The records ->
+ + + + +
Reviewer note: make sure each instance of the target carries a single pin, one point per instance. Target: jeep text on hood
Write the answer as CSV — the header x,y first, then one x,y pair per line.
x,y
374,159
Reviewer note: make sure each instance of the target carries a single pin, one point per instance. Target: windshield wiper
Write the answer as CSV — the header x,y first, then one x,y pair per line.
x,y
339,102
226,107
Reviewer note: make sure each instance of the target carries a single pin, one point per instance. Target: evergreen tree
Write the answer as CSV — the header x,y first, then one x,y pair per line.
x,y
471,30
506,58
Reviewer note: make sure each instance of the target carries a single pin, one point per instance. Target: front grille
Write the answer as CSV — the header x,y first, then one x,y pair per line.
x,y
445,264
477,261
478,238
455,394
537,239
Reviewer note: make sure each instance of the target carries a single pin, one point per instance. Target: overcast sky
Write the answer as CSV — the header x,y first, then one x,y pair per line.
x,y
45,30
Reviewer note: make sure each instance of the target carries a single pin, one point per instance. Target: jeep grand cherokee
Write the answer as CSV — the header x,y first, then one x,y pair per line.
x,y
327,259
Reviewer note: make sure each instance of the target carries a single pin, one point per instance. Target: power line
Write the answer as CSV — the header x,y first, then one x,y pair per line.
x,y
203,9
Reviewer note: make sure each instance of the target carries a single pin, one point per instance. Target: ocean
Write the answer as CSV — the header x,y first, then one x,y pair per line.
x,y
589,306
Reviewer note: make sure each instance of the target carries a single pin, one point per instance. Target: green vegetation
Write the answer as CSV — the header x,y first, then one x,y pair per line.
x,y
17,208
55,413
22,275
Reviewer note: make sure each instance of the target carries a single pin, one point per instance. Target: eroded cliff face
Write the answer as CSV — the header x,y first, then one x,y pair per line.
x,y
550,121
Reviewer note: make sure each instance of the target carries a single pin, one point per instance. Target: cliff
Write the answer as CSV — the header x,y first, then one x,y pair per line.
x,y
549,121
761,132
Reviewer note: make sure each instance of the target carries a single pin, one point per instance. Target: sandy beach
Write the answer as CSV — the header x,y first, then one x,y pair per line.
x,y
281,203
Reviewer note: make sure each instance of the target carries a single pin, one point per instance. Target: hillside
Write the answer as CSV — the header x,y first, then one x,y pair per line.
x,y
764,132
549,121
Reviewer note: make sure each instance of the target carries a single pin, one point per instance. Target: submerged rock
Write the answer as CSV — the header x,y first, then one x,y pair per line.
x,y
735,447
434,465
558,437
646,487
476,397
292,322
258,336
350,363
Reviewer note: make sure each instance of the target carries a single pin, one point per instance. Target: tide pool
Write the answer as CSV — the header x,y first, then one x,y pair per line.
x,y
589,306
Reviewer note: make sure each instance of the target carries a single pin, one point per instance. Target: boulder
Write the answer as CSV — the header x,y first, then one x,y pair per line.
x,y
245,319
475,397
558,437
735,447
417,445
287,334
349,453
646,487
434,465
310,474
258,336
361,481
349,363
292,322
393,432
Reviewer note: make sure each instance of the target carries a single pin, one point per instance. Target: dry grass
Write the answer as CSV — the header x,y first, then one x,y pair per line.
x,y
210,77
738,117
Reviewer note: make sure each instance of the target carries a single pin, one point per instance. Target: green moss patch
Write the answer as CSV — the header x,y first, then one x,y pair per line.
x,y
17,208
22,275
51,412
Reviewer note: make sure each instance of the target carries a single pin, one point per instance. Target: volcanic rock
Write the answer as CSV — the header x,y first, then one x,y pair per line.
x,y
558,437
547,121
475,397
+ + + + +
Problem statement -> Reproduce the material from the line containing "Target: dry grass" through its final line, swapping "Reviewer note" for "Annotator note" and keeping everything else unchanged.

Result for this exercise ->
Annotator note: make sure each instance of the target carries a single pin, one point per instance. Target: dry grass
Write the answer as CSV — the header x,y first, then one x,y pair per line.
x,y
210,77
738,117
Annotator note: make sure each instance of the target carries a single pin, one point per instance. Target: green moss patch
Write the answer as CSV — the header x,y first, then one x,y pair per line.
x,y
17,208
22,275
51,412
Annotator note: make sure each instance of the target carries a single pin, one point per instance. Target: volcanic rock
Write the answer as CSV — the header x,y first, then one x,y pair per line.
x,y
558,437
547,121
475,397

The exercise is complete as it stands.